§ What is being asked
Render the material again word for word, skipping the pictures in it.

§ Given information
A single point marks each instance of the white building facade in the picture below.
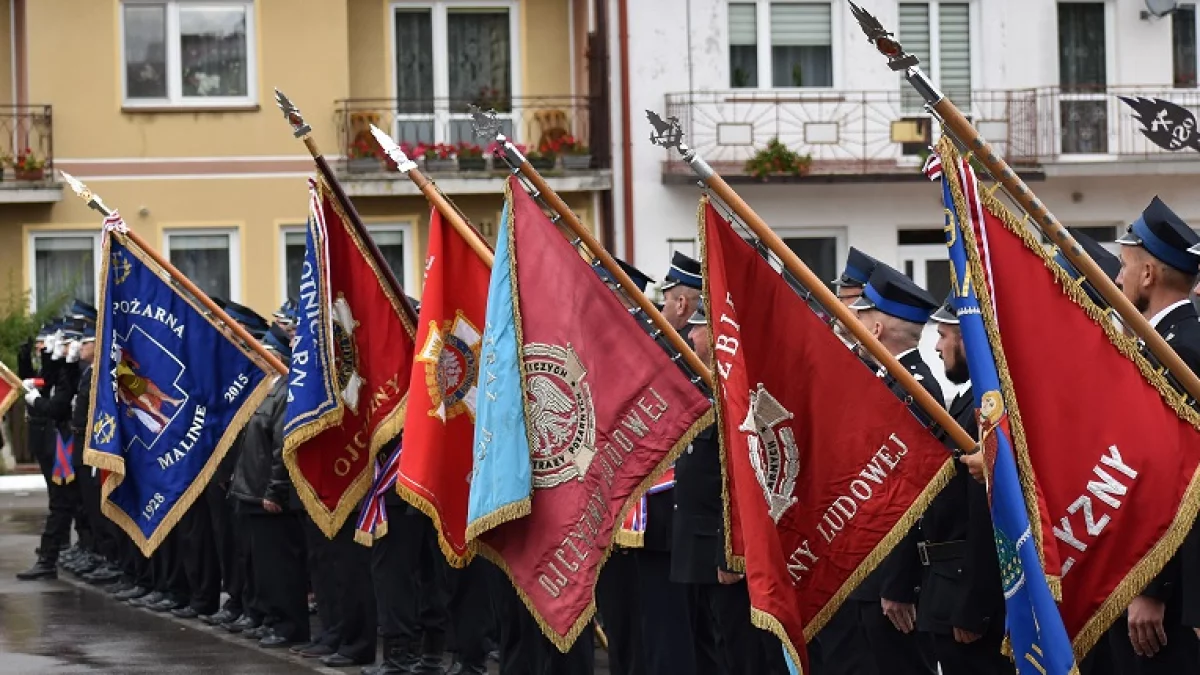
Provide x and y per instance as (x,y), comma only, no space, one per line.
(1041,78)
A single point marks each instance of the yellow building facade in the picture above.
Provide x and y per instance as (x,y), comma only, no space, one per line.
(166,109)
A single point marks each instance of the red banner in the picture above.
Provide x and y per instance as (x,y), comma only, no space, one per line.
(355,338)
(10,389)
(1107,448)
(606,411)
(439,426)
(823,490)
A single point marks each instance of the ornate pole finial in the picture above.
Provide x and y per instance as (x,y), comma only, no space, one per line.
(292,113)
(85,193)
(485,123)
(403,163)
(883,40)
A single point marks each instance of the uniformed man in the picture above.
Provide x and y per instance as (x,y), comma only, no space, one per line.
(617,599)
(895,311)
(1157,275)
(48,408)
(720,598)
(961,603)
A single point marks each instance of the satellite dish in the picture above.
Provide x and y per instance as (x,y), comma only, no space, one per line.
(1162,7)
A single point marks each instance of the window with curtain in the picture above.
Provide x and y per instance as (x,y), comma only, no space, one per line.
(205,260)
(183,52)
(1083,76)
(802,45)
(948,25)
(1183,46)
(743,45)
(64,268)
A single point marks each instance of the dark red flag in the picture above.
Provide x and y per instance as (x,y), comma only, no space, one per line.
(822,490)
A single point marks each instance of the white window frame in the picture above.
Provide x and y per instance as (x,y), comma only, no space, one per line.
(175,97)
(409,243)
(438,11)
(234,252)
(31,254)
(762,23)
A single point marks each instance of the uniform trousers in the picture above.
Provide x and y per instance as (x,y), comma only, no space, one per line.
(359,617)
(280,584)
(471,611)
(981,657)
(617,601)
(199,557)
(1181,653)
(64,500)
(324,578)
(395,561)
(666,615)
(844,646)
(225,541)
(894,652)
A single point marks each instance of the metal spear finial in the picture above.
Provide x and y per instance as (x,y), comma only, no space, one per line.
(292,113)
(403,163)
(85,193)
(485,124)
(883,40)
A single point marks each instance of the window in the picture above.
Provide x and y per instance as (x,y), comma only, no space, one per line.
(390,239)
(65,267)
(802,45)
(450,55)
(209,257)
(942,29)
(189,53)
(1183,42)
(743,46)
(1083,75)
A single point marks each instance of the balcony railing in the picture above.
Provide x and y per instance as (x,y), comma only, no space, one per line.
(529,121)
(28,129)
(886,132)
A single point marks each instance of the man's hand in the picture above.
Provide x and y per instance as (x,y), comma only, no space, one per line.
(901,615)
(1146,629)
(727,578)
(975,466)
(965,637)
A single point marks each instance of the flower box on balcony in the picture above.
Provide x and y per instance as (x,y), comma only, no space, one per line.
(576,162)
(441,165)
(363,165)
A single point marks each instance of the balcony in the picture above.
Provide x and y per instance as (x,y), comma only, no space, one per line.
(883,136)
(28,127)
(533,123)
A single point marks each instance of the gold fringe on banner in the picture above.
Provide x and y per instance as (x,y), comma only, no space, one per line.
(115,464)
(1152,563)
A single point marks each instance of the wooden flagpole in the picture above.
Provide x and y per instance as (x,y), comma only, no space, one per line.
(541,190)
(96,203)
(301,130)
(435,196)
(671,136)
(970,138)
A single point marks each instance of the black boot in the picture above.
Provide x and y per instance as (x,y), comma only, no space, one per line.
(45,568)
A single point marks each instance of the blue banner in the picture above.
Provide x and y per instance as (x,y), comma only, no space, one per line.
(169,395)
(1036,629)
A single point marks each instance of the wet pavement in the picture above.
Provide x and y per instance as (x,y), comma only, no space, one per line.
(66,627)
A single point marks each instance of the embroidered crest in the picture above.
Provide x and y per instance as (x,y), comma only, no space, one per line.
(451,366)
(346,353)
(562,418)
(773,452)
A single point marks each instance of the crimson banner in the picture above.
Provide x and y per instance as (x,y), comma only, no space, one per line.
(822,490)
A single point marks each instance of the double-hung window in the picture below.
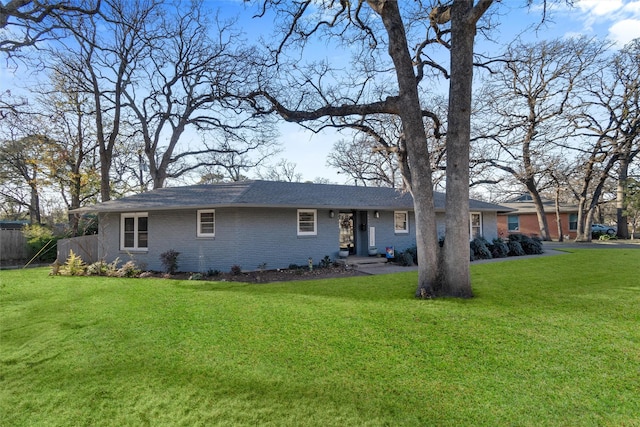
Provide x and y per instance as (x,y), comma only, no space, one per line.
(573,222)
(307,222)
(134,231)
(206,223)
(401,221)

§ The completed task
A single point marks each instance of the white building facade in the picture below.
Provide x and y per instance as (x,y), comma only, no space, one per line.
(1041,78)
A single point marks each instance of the yellow building facade in the picture above.
Provide x and y per instance as (x,y), comma only, no space, one per line.
(166,109)
A single point marks each instance of the red banner in the picture above.
Provide x and y per instance as (x,y), comma only, no space, one per line.
(355,338)
(10,389)
(1107,448)
(606,411)
(439,426)
(823,490)
A single point marks each instance of the ornate pole finial in the picture above.
Provide x and y per instance as (x,y), comma only, no space, one per line.
(292,113)
(85,193)
(485,123)
(403,163)
(883,40)
A single point marks each instance of the uniformed man in the picture above.
Provide x and y per instance as (x,y), comma only, no space, one per line.
(617,599)
(895,311)
(1157,275)
(48,408)
(720,598)
(961,603)
A single point marks each instance of the satellite dish in the picture above.
Provide x and y per instance as (x,y), comma only, no space, one per line.
(1162,7)
A single point marks each instance of the window with curtain in the picture above.
Provide x and y per instance as (x,y), comma only, no space, one per line.
(205,260)
(183,52)
(1083,76)
(802,45)
(948,25)
(1183,46)
(743,45)
(64,268)
A single point marks each instance of the dark red flag in the picture above.
Provide x and y per instance as (x,y), comma only, no space, one per line.
(822,490)
A single point marks each instance of the white window frame in the picture above.
Provide x and y per instance as (x,y), comma only, no space, one per line.
(175,97)
(409,243)
(438,11)
(234,252)
(31,254)
(762,23)
A single point marks each instance of the uniform trousers in the picture above.
Provide x and y per instance as (x,y), comma only, no space, one per line.
(359,617)
(280,584)
(471,611)
(981,657)
(617,601)
(199,557)
(1181,653)
(64,500)
(324,578)
(395,561)
(666,615)
(844,646)
(225,541)
(894,652)
A single point marks each instance of the metal spear finial in the picture above.
Provide x and y per instance as (x,y), comma only, no space, one per line.
(292,113)
(403,163)
(85,193)
(485,124)
(883,40)
A single point marks each instance of the window in the picture above.
Provide x and y per instance as (x,y), comma only, no space, one per line.
(390,239)
(65,267)
(802,45)
(450,55)
(209,257)
(942,29)
(189,53)
(1183,42)
(743,46)
(1083,75)
A single point marks each instance of the balcony railing in the picture above.
Provide x and y per instance as (x,y), comma only, no space, one per line.
(529,121)
(28,129)
(886,132)
A single point marks each instance of the man's hand in the picture above.
Provide x and y per instance as (x,y), comma only, no space, one per line.
(901,615)
(1146,629)
(727,578)
(975,466)
(965,637)
A single point marks each instance of the flower box on balcony in the picture above.
Provide x and y per instance as (x,y), comma only, no space, one per line.
(576,162)
(441,165)
(363,165)
A single point marks each instance of the balcony in the picture above.
Provide x and y per instance as (x,y), comma only, no space, one per line.
(883,136)
(28,127)
(533,123)
A single point marks each instance of the gold fringe on banner in the picture above.
Provide x and y per instance as (x,y), comma only, no space, one per line.
(115,464)
(1152,563)
A single point marks each instance of the wooden flagpole in the picture above.
Provide x and y per instance as (x,y), comma only, no space, one per line.
(541,190)
(96,203)
(301,130)
(435,196)
(671,136)
(970,138)
A single point marks each instance of the black boot in the picture above.
Provide x and y per instance as (x,y), comma only, no space, one per line.
(45,568)
A single point marks each instance of the blue banner in the picture above.
Provide x and y per instance as (x,y), comma only, no space, one per line.
(169,395)
(1036,629)
A single point marks each instance of the wet pavement in the picture above.
Provide x and y per instance as (x,y), comma only, no space, one per line.
(66,627)
A single point marks each instance of the embroidered crest in the picture above.
Provide x and y per instance as (x,y), comma only, no space, one per line.
(451,366)
(346,353)
(562,418)
(773,452)
A single point marks each instance of the crimson banner in the picture above.
Provide x and y per instance as (x,y), comma only, no space, one per line.
(822,490)
A single point marks each instance of the double-hung window in the picture below.
Provide x and y per instance as (x,y), comma only, no space, one per line.
(573,222)
(307,222)
(134,231)
(206,223)
(401,221)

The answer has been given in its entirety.